Task objective → Copy the lines verbatim, beginning with the line that contains "point: mowed lawn" and continuing through the end of the data, and only those lines.

Supplied entries →

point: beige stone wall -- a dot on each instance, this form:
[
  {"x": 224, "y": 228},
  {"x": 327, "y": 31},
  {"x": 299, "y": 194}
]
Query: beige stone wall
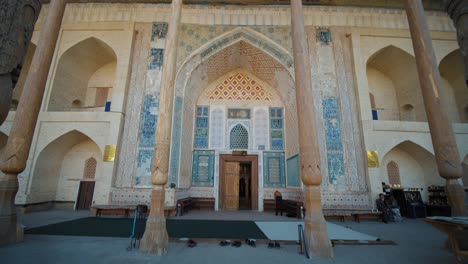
[{"x": 340, "y": 70}]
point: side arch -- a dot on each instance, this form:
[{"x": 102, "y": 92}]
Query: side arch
[
  {"x": 59, "y": 167},
  {"x": 75, "y": 71}
]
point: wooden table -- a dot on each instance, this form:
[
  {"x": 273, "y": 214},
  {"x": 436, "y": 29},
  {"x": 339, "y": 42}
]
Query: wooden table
[{"x": 451, "y": 229}]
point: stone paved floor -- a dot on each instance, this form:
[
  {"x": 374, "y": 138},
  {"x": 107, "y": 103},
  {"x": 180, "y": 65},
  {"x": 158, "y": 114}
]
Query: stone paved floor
[{"x": 417, "y": 243}]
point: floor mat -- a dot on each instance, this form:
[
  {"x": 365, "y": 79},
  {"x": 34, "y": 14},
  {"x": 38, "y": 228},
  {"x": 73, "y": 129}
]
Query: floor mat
[{"x": 122, "y": 227}]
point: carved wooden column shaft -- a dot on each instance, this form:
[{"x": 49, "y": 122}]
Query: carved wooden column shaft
[
  {"x": 155, "y": 239},
  {"x": 316, "y": 234},
  {"x": 443, "y": 139},
  {"x": 16, "y": 152}
]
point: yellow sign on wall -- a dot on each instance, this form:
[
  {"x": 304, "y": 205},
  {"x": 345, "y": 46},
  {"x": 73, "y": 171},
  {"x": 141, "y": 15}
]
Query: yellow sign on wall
[
  {"x": 372, "y": 159},
  {"x": 109, "y": 153}
]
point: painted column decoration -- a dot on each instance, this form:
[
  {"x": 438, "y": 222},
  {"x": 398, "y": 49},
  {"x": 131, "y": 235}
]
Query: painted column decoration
[
  {"x": 155, "y": 238},
  {"x": 16, "y": 152},
  {"x": 443, "y": 139},
  {"x": 332, "y": 120},
  {"x": 201, "y": 127},
  {"x": 175, "y": 142},
  {"x": 276, "y": 129},
  {"x": 315, "y": 229}
]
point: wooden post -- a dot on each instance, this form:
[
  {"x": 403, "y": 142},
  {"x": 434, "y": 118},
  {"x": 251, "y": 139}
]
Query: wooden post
[
  {"x": 16, "y": 152},
  {"x": 155, "y": 239},
  {"x": 443, "y": 140},
  {"x": 315, "y": 229}
]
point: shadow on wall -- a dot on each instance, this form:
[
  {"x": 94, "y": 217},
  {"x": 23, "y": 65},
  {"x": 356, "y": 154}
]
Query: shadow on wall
[
  {"x": 85, "y": 76},
  {"x": 452, "y": 73},
  {"x": 416, "y": 167},
  {"x": 394, "y": 86}
]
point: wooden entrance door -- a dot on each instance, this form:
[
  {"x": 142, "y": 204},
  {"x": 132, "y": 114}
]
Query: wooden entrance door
[
  {"x": 231, "y": 185},
  {"x": 229, "y": 176},
  {"x": 85, "y": 195}
]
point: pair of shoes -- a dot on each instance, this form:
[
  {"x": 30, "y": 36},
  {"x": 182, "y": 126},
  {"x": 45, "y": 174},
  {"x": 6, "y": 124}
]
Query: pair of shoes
[
  {"x": 251, "y": 242},
  {"x": 191, "y": 243},
  {"x": 236, "y": 244}
]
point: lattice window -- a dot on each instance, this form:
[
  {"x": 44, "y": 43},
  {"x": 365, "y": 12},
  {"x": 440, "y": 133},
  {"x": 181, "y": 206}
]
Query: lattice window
[
  {"x": 276, "y": 129},
  {"x": 202, "y": 127},
  {"x": 393, "y": 173},
  {"x": 239, "y": 138},
  {"x": 90, "y": 168}
]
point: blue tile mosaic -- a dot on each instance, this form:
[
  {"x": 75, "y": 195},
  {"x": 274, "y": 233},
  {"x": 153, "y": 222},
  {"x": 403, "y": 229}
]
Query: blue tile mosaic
[
  {"x": 143, "y": 172},
  {"x": 175, "y": 142},
  {"x": 292, "y": 167},
  {"x": 203, "y": 168},
  {"x": 159, "y": 30},
  {"x": 334, "y": 142},
  {"x": 276, "y": 129},
  {"x": 201, "y": 127},
  {"x": 157, "y": 57},
  {"x": 324, "y": 35},
  {"x": 274, "y": 169},
  {"x": 149, "y": 119}
]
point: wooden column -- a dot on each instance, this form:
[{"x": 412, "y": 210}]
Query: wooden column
[
  {"x": 443, "y": 140},
  {"x": 16, "y": 152},
  {"x": 155, "y": 239},
  {"x": 316, "y": 235}
]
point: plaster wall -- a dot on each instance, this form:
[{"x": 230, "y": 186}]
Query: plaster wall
[{"x": 72, "y": 168}]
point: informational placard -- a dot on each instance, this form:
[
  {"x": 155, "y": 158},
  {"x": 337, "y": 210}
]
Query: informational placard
[
  {"x": 372, "y": 159},
  {"x": 109, "y": 153}
]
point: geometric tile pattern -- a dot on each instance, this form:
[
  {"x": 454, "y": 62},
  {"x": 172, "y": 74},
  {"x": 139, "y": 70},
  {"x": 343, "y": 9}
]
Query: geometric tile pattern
[
  {"x": 292, "y": 164},
  {"x": 159, "y": 30},
  {"x": 175, "y": 141},
  {"x": 217, "y": 128},
  {"x": 261, "y": 128},
  {"x": 149, "y": 119},
  {"x": 193, "y": 36},
  {"x": 263, "y": 65},
  {"x": 273, "y": 169},
  {"x": 143, "y": 171},
  {"x": 201, "y": 127},
  {"x": 156, "y": 60},
  {"x": 333, "y": 139},
  {"x": 324, "y": 36},
  {"x": 239, "y": 138},
  {"x": 276, "y": 129},
  {"x": 239, "y": 87},
  {"x": 90, "y": 168},
  {"x": 203, "y": 168}
]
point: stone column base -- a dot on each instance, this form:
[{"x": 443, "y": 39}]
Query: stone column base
[
  {"x": 315, "y": 227},
  {"x": 8, "y": 221},
  {"x": 155, "y": 240}
]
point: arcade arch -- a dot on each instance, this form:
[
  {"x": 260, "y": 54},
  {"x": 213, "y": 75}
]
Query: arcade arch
[{"x": 85, "y": 73}]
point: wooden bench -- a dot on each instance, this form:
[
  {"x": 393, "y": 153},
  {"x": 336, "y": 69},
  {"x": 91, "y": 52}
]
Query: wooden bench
[
  {"x": 367, "y": 215},
  {"x": 126, "y": 210},
  {"x": 113, "y": 210},
  {"x": 186, "y": 204},
  {"x": 288, "y": 206}
]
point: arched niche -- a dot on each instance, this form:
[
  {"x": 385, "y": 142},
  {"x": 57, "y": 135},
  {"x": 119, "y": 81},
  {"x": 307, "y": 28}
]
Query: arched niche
[
  {"x": 393, "y": 80},
  {"x": 60, "y": 166},
  {"x": 417, "y": 167},
  {"x": 85, "y": 73},
  {"x": 452, "y": 72},
  {"x": 240, "y": 49}
]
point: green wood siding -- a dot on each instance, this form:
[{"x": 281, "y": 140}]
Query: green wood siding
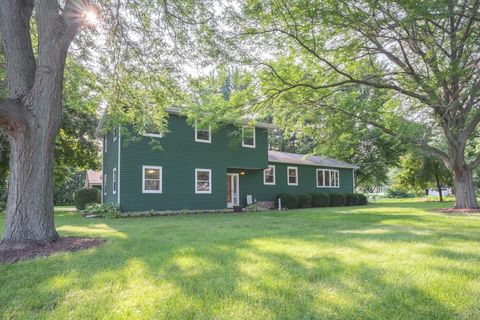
[
  {"x": 179, "y": 156},
  {"x": 252, "y": 182},
  {"x": 110, "y": 161}
]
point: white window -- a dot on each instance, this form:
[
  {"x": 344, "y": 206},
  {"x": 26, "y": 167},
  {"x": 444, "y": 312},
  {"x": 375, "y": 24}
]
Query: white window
[
  {"x": 114, "y": 182},
  {"x": 292, "y": 176},
  {"x": 105, "y": 184},
  {"x": 269, "y": 175},
  {"x": 153, "y": 134},
  {"x": 203, "y": 181},
  {"x": 203, "y": 134},
  {"x": 248, "y": 137},
  {"x": 327, "y": 178},
  {"x": 152, "y": 179}
]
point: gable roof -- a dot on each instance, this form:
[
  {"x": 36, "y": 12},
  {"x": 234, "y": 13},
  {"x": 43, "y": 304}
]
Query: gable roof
[
  {"x": 295, "y": 158},
  {"x": 176, "y": 111}
]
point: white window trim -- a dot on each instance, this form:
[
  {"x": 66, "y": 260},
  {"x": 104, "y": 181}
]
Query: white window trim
[
  {"x": 209, "y": 134},
  {"x": 209, "y": 181},
  {"x": 104, "y": 184},
  {"x": 114, "y": 181},
  {"x": 254, "y": 138},
  {"x": 160, "y": 177},
  {"x": 330, "y": 170},
  {"x": 269, "y": 183},
  {"x": 288, "y": 176},
  {"x": 153, "y": 135}
]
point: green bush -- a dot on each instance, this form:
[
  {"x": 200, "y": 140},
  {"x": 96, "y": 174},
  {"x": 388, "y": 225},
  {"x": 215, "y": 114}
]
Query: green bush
[
  {"x": 351, "y": 199},
  {"x": 362, "y": 199},
  {"x": 337, "y": 199},
  {"x": 86, "y": 196},
  {"x": 304, "y": 201},
  {"x": 320, "y": 199},
  {"x": 105, "y": 210},
  {"x": 289, "y": 200}
]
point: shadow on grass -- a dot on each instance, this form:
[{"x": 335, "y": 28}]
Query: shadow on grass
[{"x": 309, "y": 264}]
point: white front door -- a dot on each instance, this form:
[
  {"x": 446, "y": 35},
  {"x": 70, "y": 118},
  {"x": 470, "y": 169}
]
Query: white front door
[{"x": 233, "y": 190}]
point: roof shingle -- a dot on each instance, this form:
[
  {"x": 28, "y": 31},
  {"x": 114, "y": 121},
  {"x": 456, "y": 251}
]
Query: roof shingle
[{"x": 295, "y": 158}]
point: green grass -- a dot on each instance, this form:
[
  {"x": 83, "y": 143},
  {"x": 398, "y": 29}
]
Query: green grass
[{"x": 390, "y": 260}]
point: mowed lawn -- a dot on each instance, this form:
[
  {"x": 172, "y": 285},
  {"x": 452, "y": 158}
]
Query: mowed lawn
[{"x": 390, "y": 260}]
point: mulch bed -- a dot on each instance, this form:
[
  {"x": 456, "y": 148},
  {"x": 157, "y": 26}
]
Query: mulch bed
[
  {"x": 459, "y": 212},
  {"x": 12, "y": 254}
]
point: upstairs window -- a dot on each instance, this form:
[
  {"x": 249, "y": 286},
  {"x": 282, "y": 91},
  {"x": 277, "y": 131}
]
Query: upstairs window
[
  {"x": 203, "y": 181},
  {"x": 248, "y": 137},
  {"x": 114, "y": 183},
  {"x": 154, "y": 133},
  {"x": 269, "y": 175},
  {"x": 292, "y": 175},
  {"x": 152, "y": 179},
  {"x": 203, "y": 133},
  {"x": 327, "y": 178}
]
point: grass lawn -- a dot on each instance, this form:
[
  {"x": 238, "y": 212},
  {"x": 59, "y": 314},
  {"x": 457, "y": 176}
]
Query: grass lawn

Reply →
point: mowed lawn -- a dot on each instance, this form:
[
  {"x": 172, "y": 285},
  {"x": 452, "y": 158}
]
Query: mowed lawn
[{"x": 390, "y": 260}]
point: mulch bed -- a dot on each instance, this form:
[
  {"x": 456, "y": 148},
  {"x": 157, "y": 26}
]
Query: mulch bed
[
  {"x": 459, "y": 212},
  {"x": 12, "y": 254}
]
point: upstairs window -- a dot on each instance, this form:
[
  {"x": 249, "y": 286},
  {"x": 282, "y": 91},
  {"x": 277, "y": 131}
]
Query: upstairs window
[
  {"x": 203, "y": 181},
  {"x": 248, "y": 137},
  {"x": 114, "y": 183},
  {"x": 154, "y": 133},
  {"x": 269, "y": 175},
  {"x": 292, "y": 175},
  {"x": 152, "y": 179},
  {"x": 203, "y": 133},
  {"x": 327, "y": 178}
]
point: grass lawn -- a dot on each instance, this form:
[
  {"x": 238, "y": 212},
  {"x": 59, "y": 314},
  {"x": 457, "y": 176}
]
Query: grass lawn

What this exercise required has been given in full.